__Selection__:
Somewhere in the library, closely guarded, are unique treasures, among them the first edition of Franz Kafka's The Castle, the original score of Gustav Holst's The Planet Suite, a quarter of all the existing Magna Carta documents dating from 1215, the oldest known copy of Shakespeare's First Folio, which was deposited straight from the printers, and the earliest known copy of La Chanson de Roland, the 11th century French epic poem. I have been lucky enough to see all of these. Increasingly they are being put on public display.

What you see above ground is what Yeats called the most beautiful library in the world. It's made up of a number of buildings, the oldest being the Divinity School dating from 1435 and above it Duke Humphrey's Library of 1487. The Radcliffe Camera is an 18th century building, set in the most beautiful square in Oxford, bounded by the main library quadrangle on one side, All Souls College on another, Brasenose College on the third and the original cathedral church of Oxford, St Mary's to the fourth. On Broad Street is the elegant Clarendon Building designed by Nicholas Hawksmoor. The Divinity School, no longer used for teaching, has an astonishing carved stone roof, a masterpiece of medieval craftsmanship. Don't miss it.

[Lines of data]
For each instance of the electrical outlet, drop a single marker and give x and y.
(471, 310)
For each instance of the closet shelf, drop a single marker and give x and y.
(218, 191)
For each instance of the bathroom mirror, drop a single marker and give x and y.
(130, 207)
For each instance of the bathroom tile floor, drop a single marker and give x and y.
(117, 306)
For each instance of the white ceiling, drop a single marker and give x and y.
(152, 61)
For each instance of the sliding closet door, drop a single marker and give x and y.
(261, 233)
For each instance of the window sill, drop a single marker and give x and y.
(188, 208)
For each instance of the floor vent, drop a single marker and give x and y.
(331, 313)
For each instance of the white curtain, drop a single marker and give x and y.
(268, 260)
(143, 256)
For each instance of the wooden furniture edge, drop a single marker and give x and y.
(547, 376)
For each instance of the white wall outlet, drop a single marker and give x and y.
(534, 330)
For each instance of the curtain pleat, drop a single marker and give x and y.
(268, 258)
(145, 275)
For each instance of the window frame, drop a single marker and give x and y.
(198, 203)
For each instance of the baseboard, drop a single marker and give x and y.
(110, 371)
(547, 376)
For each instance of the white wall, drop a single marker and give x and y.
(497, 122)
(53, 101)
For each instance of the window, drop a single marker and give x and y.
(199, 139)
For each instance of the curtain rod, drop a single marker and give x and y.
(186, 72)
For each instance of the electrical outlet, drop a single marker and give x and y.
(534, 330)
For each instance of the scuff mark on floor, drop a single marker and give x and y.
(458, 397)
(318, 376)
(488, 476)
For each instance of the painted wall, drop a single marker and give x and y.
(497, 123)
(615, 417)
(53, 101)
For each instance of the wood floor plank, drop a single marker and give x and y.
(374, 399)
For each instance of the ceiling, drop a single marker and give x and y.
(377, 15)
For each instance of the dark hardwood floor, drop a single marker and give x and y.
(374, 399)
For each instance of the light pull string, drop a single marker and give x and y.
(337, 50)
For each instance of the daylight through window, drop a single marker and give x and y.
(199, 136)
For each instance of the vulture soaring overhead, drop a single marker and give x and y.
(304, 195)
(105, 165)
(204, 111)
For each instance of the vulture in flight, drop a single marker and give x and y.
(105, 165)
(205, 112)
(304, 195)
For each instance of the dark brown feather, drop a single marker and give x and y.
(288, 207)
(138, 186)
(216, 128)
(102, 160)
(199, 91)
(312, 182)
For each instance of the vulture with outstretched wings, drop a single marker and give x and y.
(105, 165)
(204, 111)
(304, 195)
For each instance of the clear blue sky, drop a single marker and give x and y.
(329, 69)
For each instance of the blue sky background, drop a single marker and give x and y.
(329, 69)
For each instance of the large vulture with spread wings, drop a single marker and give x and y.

__Task list__:
[1] In the passage about the Oxford library, why are readers told not to miss the Divinity School?
[2] Write what comes next in the passage about the Oxford library, starting after its final sentence.

__The responses__:
[1] The Divinity School has an astonishing carved stone roof, which the passage calls a masterpiece of medieval craftsmanship.

[2]
As I walk that way, I believe I hear, like the noise from a power station, the humming of hundreds of years of study and thought, and it always fills me with joy. The overwhelming fact about Oxford is that not only are the colleges in their mottled stone astonishingly, even heart-stoppingly, beautiful, but that the place radiates a kind of excellence and tolerance which has come to stand for the essence of England. It has a reputation, thanks largely to the 1970s television production of Brideshead Revisited, of being the home of the idle upper classes. This is the myth of Oxford, long out of date, which still clings to the place. In fact it is now a great research university, with increasing numbers of graduates and is consistently voted one of the top two or three universities in the world. But it is true that the colleges are often magnificent with the occasional candlelit dinner in splendid halls with all the fellows in gowns at the top table. In a tradition that is unique to Oxford and Cambridge, students are admitted not to the university, but to a college, which will be their home and the focus of their loyalty. Most undergraduates will write - the figures show - 1.7 essays a week, for close scrutiny by a tutor, quite often one to one. There is no escaping.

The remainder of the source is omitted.